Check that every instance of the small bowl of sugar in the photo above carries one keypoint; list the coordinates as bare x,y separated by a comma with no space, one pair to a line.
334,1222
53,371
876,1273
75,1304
_ _ _
• [Problem to work on]:
All of the data above should be reproduced exactly.

• [Response]:
Check that every instance of the small bowl of sugar in the photo above carries one keypoint; list the coordinates as bare x,y separated by a comma with no space, one pair to a line.
334,1222
53,371
876,1273
75,1304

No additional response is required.